▶ [Text segment]:
= = = = =

Recently the US Under Secretary of State Karen Hughes gave a speech in Doha, Qatar, for the U.S.-Islamic World Forum.
Most of the speech was pretty good, but there was one part where she said:
"...In my country certain racial and ethnic slurs are no longer used by civil people even though there is no law prohibiting it – and while newspapers would be free to publish them most would never do so – just as many American newspapers chose not to reprint the cartoons depicting the Prophet because they recognize they are deeply offensive, even blasphemous to the precious convictions of our Muslim friends and neighbors..."

= = = = =

▶ [Supplied data]:
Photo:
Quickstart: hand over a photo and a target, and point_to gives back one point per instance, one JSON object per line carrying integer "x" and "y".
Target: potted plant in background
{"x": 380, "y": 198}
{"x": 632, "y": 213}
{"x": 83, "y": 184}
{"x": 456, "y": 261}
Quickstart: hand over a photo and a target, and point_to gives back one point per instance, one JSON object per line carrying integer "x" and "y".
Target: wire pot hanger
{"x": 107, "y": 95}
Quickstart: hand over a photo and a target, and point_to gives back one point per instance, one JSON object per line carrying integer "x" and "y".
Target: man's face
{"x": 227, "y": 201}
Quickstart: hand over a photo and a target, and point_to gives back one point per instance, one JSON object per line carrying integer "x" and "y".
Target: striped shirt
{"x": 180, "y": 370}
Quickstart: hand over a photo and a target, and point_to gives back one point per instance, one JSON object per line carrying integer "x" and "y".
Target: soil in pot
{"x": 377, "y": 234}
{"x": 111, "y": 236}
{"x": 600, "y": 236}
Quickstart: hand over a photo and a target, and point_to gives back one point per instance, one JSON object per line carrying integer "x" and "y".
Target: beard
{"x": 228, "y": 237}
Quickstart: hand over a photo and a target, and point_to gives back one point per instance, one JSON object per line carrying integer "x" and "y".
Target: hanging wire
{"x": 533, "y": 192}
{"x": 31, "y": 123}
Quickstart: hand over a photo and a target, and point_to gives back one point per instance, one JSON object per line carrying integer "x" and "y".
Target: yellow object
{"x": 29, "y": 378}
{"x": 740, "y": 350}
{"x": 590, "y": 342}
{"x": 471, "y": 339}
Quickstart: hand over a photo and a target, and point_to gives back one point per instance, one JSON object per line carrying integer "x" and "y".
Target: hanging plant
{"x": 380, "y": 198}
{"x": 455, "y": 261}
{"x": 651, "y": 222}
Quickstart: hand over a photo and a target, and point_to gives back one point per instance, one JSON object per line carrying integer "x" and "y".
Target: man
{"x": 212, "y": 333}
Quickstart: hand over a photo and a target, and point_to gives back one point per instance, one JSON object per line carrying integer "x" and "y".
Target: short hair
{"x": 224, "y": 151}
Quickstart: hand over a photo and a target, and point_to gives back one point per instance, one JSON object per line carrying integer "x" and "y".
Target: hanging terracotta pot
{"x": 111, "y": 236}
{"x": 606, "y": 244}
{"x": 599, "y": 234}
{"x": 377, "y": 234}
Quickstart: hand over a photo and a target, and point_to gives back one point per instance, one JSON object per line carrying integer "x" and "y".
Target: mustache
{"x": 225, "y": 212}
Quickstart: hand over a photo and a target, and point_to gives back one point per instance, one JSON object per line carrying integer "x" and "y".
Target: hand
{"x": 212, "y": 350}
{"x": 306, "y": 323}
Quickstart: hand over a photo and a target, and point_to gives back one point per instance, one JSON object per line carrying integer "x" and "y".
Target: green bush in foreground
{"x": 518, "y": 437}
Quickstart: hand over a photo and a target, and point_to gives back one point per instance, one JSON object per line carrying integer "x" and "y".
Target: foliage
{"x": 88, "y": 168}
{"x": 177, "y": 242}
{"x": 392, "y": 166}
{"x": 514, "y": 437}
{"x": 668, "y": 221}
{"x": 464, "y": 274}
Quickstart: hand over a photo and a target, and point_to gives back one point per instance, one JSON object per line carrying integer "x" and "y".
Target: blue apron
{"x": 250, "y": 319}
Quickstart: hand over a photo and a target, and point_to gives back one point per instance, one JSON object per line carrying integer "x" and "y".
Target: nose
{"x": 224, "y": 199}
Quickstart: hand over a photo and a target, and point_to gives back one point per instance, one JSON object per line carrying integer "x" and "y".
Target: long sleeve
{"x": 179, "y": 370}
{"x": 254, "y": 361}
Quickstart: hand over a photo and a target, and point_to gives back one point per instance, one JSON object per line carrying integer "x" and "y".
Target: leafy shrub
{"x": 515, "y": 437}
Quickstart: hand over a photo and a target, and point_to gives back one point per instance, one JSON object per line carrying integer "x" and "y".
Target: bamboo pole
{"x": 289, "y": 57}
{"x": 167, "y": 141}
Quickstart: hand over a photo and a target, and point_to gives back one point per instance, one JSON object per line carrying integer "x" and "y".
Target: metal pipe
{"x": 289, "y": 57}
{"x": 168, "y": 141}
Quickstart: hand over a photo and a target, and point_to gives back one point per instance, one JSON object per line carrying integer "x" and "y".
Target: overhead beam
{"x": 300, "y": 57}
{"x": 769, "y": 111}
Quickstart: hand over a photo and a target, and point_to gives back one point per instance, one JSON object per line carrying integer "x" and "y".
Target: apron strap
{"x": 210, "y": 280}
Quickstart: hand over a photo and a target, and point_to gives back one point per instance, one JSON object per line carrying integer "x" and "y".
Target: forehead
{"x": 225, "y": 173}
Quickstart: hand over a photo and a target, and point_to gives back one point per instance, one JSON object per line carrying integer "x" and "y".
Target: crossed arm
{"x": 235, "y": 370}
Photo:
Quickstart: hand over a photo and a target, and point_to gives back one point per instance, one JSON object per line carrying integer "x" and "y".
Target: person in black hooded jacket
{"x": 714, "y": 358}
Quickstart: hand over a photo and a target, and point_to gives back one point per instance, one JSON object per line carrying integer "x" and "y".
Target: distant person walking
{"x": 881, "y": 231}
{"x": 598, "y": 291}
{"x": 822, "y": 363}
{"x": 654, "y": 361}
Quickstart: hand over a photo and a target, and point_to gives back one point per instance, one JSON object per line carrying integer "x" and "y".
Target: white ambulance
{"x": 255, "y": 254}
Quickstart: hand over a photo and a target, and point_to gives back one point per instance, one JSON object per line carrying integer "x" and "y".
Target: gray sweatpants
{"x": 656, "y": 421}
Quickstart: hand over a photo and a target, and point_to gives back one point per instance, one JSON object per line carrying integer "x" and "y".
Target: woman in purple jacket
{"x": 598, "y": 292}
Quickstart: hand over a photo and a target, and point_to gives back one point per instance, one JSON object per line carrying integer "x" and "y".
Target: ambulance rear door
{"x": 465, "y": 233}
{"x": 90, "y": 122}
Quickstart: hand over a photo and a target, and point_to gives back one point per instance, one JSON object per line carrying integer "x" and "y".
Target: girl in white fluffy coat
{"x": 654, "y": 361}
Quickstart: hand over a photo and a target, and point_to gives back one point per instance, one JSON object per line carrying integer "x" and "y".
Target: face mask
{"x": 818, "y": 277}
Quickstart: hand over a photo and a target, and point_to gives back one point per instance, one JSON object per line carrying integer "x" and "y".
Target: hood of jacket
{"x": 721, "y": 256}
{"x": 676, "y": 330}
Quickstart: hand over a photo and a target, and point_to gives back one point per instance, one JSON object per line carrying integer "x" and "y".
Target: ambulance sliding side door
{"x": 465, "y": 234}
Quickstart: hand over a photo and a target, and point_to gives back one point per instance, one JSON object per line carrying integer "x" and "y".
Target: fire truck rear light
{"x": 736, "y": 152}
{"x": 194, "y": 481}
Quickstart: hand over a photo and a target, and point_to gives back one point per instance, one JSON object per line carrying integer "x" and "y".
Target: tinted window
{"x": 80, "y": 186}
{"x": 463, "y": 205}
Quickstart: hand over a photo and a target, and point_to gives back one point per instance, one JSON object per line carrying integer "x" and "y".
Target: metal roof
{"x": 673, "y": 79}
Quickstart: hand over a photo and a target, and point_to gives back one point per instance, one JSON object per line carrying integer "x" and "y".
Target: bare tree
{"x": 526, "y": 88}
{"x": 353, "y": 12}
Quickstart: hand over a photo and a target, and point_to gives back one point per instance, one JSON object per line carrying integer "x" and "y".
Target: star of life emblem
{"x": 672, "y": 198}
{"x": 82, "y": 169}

= = = = =

▶ [Exercises to complete]:
[a] Answer these questions from the passage on Karen Hughes's speech:
(i) In what city and country was the speech given?
(ii) For what forum was the speech given?
(iii) In the quoted part, what does Hughes say many American newspapers chose not to reprint?
[b] Locate each line in the rows that contains the string "white", and copy those lines.

▶ [Per-task outputs]:
[a]
(i) Doha, Qatar
(ii) The U.S.-Islamic World Forum
(iii) The cartoons depicting the Prophet

[b]
Target: white ambulance
Target: girl in white fluffy coat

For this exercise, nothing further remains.